*** Opening of Entries supplied ***

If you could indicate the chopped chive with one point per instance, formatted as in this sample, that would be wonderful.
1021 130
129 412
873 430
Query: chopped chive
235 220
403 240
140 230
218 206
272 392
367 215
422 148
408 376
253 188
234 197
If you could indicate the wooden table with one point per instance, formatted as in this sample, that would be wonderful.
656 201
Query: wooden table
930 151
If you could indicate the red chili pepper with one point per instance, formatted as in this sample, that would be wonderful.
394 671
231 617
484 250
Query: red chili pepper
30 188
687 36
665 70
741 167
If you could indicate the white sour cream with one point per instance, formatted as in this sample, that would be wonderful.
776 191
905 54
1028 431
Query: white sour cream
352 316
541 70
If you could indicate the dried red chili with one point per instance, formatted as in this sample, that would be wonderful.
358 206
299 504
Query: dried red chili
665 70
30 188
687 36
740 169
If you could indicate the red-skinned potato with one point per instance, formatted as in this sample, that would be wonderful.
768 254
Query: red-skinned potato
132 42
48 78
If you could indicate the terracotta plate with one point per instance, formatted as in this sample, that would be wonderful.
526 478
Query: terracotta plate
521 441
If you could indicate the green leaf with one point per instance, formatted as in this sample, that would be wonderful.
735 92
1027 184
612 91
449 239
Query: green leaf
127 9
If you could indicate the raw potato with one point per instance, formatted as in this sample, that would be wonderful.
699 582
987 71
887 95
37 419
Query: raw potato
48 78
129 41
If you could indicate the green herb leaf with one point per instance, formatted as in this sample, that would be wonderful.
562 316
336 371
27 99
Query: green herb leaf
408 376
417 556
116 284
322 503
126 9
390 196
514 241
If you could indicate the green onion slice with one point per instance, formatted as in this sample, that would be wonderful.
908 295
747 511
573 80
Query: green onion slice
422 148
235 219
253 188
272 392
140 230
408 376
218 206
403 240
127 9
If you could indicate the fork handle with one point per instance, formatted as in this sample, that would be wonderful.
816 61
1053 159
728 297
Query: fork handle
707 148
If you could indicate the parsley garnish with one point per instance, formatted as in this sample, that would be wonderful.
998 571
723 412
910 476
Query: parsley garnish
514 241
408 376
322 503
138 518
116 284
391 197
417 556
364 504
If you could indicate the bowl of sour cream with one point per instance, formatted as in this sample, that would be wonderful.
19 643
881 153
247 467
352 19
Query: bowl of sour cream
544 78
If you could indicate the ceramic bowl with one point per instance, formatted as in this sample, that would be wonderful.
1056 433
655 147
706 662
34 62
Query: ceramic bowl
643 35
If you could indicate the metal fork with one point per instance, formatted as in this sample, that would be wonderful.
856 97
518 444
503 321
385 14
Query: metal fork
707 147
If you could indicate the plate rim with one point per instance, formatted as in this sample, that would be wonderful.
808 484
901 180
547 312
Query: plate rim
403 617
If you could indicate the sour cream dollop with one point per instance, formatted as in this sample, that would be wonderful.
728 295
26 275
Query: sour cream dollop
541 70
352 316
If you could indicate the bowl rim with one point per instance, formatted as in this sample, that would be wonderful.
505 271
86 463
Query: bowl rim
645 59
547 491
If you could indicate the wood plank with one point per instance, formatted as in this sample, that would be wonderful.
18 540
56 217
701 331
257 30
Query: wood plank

*** Close of Entries supplied ***

* _What is required_: Would you copy, unchanged, the stretch of the records above that begins at the line containing "Query: ceramic bowl" and ends at the line containing "If you could indicate the sour", and only that?

* _Exercise solution_:
Query: ceramic bowl
643 35
If you could indicate the metal fork with one point per instance, formatted as in this sample, that would be wonderful.
856 97
518 444
503 321
385 14
Query: metal fork
707 147
If you could indicate the plate rim with one point per instance, formatted as in this sample, that would be wonderful.
808 484
901 180
547 312
Query: plate rim
403 617
If you could indicate the sour cream dollop with one point per instance, formatted as in this sample, that would be wonderful.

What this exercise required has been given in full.